*** Opening DOCUMENT EXCERPT ***

But the Afghans are also under severe threat from insurgents not to cooperate with coalition or Afghan forces, noted the officer, who spoke on condition of anonymity because he was not authorized to discuss the issues with the media.
“Us, they will simply kill,” the officer said of the insurgents. “But they (the Afghans) will be tortured or hanged from a tree in a badly made knot for helping us. So, while it’s easy to get angry with the ANP, we have to carefully consider what they have to deal with because they don’t know if we will pull out tomorrow.”
Moreover, there’s also a feeling shared by American soldiers that political pressures in the U.S. often outweigh what officers feel is necessary on the battlefield.
“I joke that we have to fight our own rules more than we fight the Taliban,” said Staff Sgt. William King, 38, a technician with the Washington National Guard’s 319th EOD, who watched his colleague, Staff Sgt. Thomas Rabjohn, disintegrate in a blast in the violent Tangi Valley earlier this month.
The unit then swept the area for evidence and rounded up 22 detainees in a single operation, he said. Of those, three were ultimately held. But the midlevel officers had to argue with the decision-makers in Bagram who, following policy, did not want too much of an American fingerprint on the detention process.
“From a COIN (counterinsurgency) perspective, it makes sense. We have to get Afghans to take care of their own needs. Part of that is holding them responsible for what happens in their area,” said King, a single father of two from Lacey, Wash. “We spent 10 days diving through hoops before we finally found a solution to get these guys into custody, where we had reason to believe they would stay in custody.”
The officer involved in the detentions put it this way: “It’s very, very difficult, very frustrating, when you have a disconnect between the people who make the rules that you have to abide by and the reality on the ground — and criticism in the States as to the way things are done.”
King said that forces working under such constraints often feel helpless to change anything. In Afghanistan, soldiers are offering all carrot and no stick, while rampant corruption severely hampers real progress, he said.

*** Closing DOCUMENT EXCERPT ***
*** Opening ENTRIES SUPPLIED ***

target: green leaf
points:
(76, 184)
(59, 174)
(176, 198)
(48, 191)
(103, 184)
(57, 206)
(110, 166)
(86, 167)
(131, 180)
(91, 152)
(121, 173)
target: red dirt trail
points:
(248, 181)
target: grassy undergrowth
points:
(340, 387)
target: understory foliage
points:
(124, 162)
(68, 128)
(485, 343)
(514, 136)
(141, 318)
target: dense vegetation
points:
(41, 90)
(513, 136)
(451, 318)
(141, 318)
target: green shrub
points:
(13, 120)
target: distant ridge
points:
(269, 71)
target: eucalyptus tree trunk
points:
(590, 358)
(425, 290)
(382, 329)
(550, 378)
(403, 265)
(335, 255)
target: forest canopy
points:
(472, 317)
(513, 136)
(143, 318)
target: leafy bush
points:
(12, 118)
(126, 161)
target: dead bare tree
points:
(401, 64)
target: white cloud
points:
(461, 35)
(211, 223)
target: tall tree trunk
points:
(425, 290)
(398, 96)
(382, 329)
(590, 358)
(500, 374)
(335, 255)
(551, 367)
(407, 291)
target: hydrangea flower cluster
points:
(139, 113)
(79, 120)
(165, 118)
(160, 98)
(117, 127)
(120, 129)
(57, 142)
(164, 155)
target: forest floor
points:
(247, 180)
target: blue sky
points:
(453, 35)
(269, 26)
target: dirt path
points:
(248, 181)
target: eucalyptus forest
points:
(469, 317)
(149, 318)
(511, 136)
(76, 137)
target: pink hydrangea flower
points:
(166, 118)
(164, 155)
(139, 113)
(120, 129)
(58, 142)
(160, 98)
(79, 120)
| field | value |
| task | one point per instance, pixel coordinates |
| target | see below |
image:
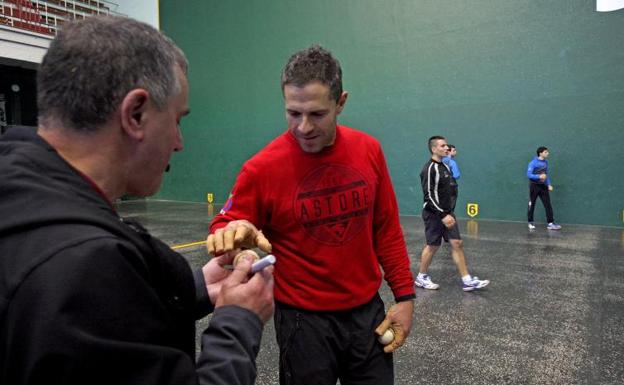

*** Closing ENTRIES SUPPLIED ***

_ACTION ITEM 1_
Translate this sentence from the Afghanistan news excerpt into Spanish: "King said that forces working under such constraints often feel helpless to change anything."
_ACTION ITEM 2_
Does the Afghanistan news excerpt support each statement? Answer yes or no, and quote the words from the excerpt that decide it.
(a) All 22 detainees rounded up by the unit were held.
(b) King is a technician with the Washington National Guard's 319th EOD.
(c) It took 10 days to find a way to get the detainees into custody.
_ACTION ITEM 3_
Answer from the Afghanistan news excerpt:
(a) How old is Staff Sgt. William King?
(b) What town is King from?
(c) Why did the officer speak on condition of anonymity?

_TASK RESPONSE 1_
King dijo que las fuerzas que trabajan bajo tales restricciones a menudo se sienten impotentes para cambiar nada.

_TASK RESPONSE 2_
(a) No: "Of those, three were ultimately held."
(b) Yes: "a technician with the Washington National Guard’s 319th EOD"
(c) Yes: "We spent 10 days diving through hoops before we finally found a solution to get these guys into custody"

_TASK RESPONSE 3_
(a) 38
(b) Lacey, Wash.
(c) He was not authorized to discuss the issues with the media.